Set exercise
Copy out, word for word, the stretch of the data below that begins with the line containing "collar in the photo above." and continues through the final line, including both of those lines.

==== Data lines ====

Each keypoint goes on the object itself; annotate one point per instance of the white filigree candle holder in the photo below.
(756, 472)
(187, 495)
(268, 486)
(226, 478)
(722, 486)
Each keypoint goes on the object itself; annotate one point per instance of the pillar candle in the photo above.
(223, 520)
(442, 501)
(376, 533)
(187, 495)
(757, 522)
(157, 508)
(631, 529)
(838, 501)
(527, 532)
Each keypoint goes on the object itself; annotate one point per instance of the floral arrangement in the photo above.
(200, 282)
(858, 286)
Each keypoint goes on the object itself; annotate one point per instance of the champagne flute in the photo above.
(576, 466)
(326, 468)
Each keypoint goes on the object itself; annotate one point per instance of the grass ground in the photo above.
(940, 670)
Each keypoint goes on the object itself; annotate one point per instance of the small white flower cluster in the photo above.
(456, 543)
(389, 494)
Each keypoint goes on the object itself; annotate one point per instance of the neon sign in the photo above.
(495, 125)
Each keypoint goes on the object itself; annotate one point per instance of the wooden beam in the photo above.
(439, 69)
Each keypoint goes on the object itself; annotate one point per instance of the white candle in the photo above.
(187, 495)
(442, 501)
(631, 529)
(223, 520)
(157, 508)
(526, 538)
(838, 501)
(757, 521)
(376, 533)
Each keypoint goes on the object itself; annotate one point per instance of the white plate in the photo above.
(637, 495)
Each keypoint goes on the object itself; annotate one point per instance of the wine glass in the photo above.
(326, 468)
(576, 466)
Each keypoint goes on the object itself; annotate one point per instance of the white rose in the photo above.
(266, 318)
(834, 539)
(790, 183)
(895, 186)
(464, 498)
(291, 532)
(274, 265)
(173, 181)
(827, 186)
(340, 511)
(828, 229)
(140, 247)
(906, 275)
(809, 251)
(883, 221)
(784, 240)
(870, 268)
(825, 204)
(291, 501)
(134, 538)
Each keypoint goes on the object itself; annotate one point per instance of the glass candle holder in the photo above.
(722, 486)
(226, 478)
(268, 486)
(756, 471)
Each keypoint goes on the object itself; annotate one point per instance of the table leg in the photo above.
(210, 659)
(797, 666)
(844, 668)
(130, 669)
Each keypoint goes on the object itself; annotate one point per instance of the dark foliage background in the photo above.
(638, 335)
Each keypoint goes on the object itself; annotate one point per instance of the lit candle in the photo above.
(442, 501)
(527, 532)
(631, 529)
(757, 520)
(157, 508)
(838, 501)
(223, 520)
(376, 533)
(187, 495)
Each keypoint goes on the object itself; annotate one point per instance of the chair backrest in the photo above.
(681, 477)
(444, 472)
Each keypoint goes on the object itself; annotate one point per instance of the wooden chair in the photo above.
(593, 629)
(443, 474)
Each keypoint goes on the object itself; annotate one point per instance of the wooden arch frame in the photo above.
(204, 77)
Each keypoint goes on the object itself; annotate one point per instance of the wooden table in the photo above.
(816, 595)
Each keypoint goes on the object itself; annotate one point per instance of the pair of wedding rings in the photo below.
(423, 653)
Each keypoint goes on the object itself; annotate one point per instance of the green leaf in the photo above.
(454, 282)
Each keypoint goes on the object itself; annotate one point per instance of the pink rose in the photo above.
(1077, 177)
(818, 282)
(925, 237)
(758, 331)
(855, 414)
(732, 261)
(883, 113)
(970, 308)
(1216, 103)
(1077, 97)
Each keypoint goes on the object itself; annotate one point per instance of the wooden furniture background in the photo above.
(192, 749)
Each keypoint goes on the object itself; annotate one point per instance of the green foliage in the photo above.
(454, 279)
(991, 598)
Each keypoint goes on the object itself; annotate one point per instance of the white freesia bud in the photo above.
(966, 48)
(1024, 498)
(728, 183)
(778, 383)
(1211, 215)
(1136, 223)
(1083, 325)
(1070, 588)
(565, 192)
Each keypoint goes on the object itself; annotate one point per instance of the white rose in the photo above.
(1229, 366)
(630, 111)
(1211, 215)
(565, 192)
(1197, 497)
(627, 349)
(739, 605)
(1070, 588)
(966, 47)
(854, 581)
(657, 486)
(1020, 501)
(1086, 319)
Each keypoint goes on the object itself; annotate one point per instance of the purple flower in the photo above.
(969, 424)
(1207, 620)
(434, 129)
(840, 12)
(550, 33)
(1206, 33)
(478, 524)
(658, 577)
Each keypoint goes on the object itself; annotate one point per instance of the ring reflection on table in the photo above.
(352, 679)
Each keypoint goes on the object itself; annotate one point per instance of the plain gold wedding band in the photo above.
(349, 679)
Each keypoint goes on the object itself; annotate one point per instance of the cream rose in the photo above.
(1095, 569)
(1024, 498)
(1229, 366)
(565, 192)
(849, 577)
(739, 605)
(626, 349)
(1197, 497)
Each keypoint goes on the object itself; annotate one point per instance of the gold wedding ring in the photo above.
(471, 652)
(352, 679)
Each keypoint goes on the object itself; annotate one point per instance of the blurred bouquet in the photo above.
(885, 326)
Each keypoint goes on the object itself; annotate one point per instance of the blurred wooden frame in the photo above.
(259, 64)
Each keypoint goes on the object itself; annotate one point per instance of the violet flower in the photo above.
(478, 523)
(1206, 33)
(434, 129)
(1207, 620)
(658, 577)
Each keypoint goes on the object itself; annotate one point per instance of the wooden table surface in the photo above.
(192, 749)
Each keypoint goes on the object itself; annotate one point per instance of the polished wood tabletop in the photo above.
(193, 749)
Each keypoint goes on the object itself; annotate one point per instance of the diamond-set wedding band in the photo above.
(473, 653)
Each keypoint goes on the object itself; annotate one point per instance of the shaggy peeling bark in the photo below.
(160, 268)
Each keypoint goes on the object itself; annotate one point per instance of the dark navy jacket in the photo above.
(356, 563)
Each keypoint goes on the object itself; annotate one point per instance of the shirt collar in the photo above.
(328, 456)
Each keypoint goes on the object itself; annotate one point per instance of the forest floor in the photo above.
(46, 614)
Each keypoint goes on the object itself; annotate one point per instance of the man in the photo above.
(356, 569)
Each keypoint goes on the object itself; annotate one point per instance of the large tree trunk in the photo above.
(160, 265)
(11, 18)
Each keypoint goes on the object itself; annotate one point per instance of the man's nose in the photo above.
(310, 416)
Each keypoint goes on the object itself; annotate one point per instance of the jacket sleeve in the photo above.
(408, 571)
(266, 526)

====

Full solution
Each keypoint goes on the object itself; annotate one point per instance of the shirt collar in the photo above.
(328, 456)
Each keypoint goes on the object itself; annotate one point per instance of the forest floor in the photo above.
(46, 614)
Each keypoint goes on the object itself; annotate one point per instance of the man in the photo above.
(356, 569)
Each keypoint goes on the object itself; annotate one point per instance of the large tree trunk in the photo above.
(160, 265)
(11, 18)
Each keypoint goes on the object itself; annotate one point per instance of the man's nose in the photo above.
(310, 416)
Each keypoint goes on the object itself; annotate one point per instance of the jacket sleeve in the photo above.
(408, 571)
(266, 526)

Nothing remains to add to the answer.